» Text block:
Thursday, September 14 marks the 135th Anniversary of the loss of the Asia

Asia sits at dock before the tremendous tragedy unfolded 135 years ago this September 14. Used by permission of the Historical Collections of the Great Lakes, Bowling Green State University

One marine disaster led to another as first the Manitoulin caught fire on May 17, 1882 and was beached to reduce damage but with a loss of about 25 lives. Her successor on the route was the Asia which foundered in the almost hurricane of Thursday September 14, 1882, with a loss of over one hundred soles but miraculously, there were two survivors.

Melanchthon Simpson of St. Catharines built the 136-foot Asia in 1873 and she ran Windsor—Sarnia—Duluth for the North-West Transportation Co. of Sarnia. She was chartered by the Great Northern Transit Company to replace the Manitoulin on the Collingwood – Meaford – Owen Sound – Presqu’ile – French River – Sault Ste. Marie route that included intermediary ports.

Her final trip saw her depart Collingwood on September 13 at 5 pm and she departed from Owen Sound just after midnight on the 14th. Both Christie Morrison and Douglas Tinkiss boarded at Owen Sound. Christie was en route to the Sault to visit a sister and missed the Northern Belle’s departure. Douglas and his Uncle James Hermon were heading back to Manitowaning on Manitoulin Island. The Steamboat Inspection Boards Chairman Report for 1882 described the wind that the Asia encountered late that morning as almost that of a hurricane for a short time and over a limited area.

To that date, the loss of the Asia represented the eighth greatest lost loss of human life on the Great Lakes and the largest loss on Georgian Bay. With no passenger manifest, the number actually lost remains unknown but various newspapers eventually put the number at 122 on a vessel licenced to carry 49.

The Fleming monument stands in mute testimony to one family’s loss.

» Given task 1:
In the passage about the steamer Asia, how many people was the vessel licensed to carry?
» Given task 2:
Please pick up the passage about the steamer Asia after its final sentence and continue it.
The records come from a separate source.

» Items:
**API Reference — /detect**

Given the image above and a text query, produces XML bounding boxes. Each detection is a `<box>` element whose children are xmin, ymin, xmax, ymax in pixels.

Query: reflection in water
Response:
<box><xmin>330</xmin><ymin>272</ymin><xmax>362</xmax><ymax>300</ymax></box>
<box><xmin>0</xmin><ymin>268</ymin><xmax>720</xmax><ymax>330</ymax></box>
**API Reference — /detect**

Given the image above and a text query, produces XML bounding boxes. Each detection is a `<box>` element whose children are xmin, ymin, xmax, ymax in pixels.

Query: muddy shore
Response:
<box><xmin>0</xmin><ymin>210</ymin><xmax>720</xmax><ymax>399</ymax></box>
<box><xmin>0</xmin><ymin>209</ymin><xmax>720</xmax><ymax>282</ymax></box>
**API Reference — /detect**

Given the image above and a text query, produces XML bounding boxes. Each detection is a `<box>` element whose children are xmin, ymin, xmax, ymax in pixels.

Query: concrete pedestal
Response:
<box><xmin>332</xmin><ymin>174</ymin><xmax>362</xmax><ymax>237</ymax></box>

» Written response 1:
49

» Written response 2:
photo by Fred Holmes

The survivors, 19-year-old Christie Ann Morrison and 16 year old Douglas Albert Tinkis, appeared to have survived because they took positions in the lifeboat at opposite ends and as the lifeboat flipped they were able to hold on with each rotation unlike the others with them, who were tossed out again and again.

The story of the loss of the Asia is well known, but little was said about the survivors once Captain P.A. Scott R.N., Chairman of the Board of Examiners of Masters & Mates, completed the Federal investigation. The hearing was held September 26-October 4, 1882 and concluded that as far as could be ascertained, the vessel was not in good ballast trim. A coroner’s inquiry on September 20 was more damming, blaming various people including Captain Savage, the latter for heading out from Presqu’ile with a quickly dropping barometer.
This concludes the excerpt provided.